TEXT:
It’s part of the national media’s attempt to nail Hillary for Obama. It’s just the most biased press coverage in history. It’s another way of helping Obama. They had all these people standing up in this church cheering, calling Hillary a white racist, and he didn’t do anything about it. The first day he said ‘Ah, well.’ Because that’s what they do — he gets other people to slime her. So then they saw the movie they thought this is a great ad for John McCain– maybe I better quit the church. This is all politics. It’s all about the bias of the media for Obama. Don’t think anything about it.”

Look at the non sequitur. The press is helping Obama, then suddenly out of nowhere “they” had all these people standing up in this church cheering, and that’s what “they” do. “He gets other people to slime her.” It’s unclear from the audio at the Huffington Post whether he knew he was talking to a reporter/blogger, and whether he knew he was being recorded. But you have to wonder if, as he has talked to voters around the country, he has been spreading lies about what “they” and “he” are doing, only toning it down when he knows he’s talking to a reporter or knows he’s being recorded.

You also have to wonder whether he even believed what he was saying, that Obama “gets other people to slime her.” In the heat of the moment, and enraged by what he perceives as a great injustice against him and his wife, maybe he did believe it. But Clinton the tactician also knows, and even suggests in the above tirade, that the last thing Obama would want is to have another preacher ranting offensively about Hillary Clinton from the pulpit of his church. It’s depressing to think that he might not have believed what he was saying at all, and was cynically trying to spread the notion that Obama is encouraging people to personally attack Clinton, against all evidence to the contrary.

Who knows, but readers of the New York Times can’t wonder about these things, because although they wrote an entire article about Bill Clinton’s comments, they mentioned the above passage extremely vaguely, saying only “Mr. Clinton said the article was part of a pattern of media bias against Mrs. Clinton and in favor of her rival for the Democratic nomination, Senator Barack Obama.” So the Times reporter skipped right past most interesting part of Clinton’s outburst, when he bizarrely jumped from a complaint about media bias to a false accusation against Obama, which had nothing at all to do with the media. But you won’t read anything about it in the New York Times.

Okay, so he’s angry and frustrated and can’t control himself. This isn’t earthshattering news for anyone who’s been following the campaign so far, but for the Times to write a whole article about Bill’s day on the campaign trail and ignore the most noteworthy part of his tirade is appalling. As appalling as it is, I can’t say that it’s surprising anymore…

(The Times wasn’t alone in this, either. The Washington Post, for example, had a section on Bill’s rant in its story wrapping up the day’s campaign news, and they didn’t mention the above comments either.)

RECORDS PROVIDED:
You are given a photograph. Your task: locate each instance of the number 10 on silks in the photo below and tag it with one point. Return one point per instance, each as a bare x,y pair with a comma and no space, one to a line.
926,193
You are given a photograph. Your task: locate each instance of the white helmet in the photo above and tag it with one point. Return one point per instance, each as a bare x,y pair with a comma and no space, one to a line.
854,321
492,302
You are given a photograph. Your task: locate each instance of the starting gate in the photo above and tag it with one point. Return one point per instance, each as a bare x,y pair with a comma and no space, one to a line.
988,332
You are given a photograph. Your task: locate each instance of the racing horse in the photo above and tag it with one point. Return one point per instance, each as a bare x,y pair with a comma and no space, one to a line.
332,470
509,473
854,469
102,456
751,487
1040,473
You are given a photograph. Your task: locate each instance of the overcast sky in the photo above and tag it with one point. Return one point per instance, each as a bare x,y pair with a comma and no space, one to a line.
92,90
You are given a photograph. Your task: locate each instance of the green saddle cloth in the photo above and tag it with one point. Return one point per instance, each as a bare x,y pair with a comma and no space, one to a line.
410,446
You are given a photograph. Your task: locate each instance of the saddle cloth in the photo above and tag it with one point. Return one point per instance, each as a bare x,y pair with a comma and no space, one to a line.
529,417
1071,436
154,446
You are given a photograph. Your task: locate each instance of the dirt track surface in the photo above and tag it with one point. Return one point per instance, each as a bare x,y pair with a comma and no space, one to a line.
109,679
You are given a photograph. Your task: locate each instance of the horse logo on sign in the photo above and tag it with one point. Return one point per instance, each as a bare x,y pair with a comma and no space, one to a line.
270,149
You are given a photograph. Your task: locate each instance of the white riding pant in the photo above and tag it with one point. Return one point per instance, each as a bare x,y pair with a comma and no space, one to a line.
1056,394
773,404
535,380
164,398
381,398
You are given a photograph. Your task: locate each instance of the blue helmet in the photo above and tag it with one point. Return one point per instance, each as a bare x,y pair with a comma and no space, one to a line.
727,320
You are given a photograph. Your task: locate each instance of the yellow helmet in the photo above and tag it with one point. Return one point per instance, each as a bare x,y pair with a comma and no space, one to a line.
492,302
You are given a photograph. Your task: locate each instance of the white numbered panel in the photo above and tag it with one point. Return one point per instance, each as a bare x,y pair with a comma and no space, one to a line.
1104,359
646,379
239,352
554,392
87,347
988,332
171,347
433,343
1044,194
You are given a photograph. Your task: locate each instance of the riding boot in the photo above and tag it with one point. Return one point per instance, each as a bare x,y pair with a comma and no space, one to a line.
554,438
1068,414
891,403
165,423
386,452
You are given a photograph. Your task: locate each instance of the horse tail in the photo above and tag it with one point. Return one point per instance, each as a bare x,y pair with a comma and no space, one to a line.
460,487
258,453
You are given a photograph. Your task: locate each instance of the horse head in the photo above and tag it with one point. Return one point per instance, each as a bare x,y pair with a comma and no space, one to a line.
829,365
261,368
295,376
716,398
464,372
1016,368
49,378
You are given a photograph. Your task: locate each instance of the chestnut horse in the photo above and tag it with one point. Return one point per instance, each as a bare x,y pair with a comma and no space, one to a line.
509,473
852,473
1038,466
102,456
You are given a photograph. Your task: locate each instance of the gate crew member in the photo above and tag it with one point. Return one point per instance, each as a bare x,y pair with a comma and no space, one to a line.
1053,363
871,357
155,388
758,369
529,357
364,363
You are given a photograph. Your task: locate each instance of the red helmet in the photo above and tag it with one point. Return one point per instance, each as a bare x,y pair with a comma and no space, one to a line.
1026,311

INSTRUCTION A:
Answer these questions about the text on Bill Clinton's remarks, one answer per line:
(i) In the quoted remarks, what were the people in the church calling Hillary?
(ii) Which newspaper mentioned the quoted passage only vaguely in an article about Bill Clinton's comments?
(iii) Which other newspaper also left out the comments in its story wrapping up the day's campaign news?
INSTRUCTION B: Retype the text on Bill Clinton's remarks from "You also have" to "to the contrary.".

TASK ANSWER A:
(i) A white racist.
(ii) The New York Times.
(iii) The Washington Post.

TASK ANSWER B:
You also have to wonder whether he even believed what he was saying, that Obama “gets other people to slime her.” In the heat of the moment, and enraged by what he perceives as a great injustice against him and his wife, maybe he did believe it. But Clinton the tactician also knows, and even suggests in the above tirade, that the last thing Obama would want is to have another preacher ranting offensively about Hillary Clinton from the pulpit of his church. It’s depressing to think that he might not have believed what he was saying at all, and was cynically trying to spread the notion that Obama is encouraging people to personally attack Clinton, against all evidence to the contrary.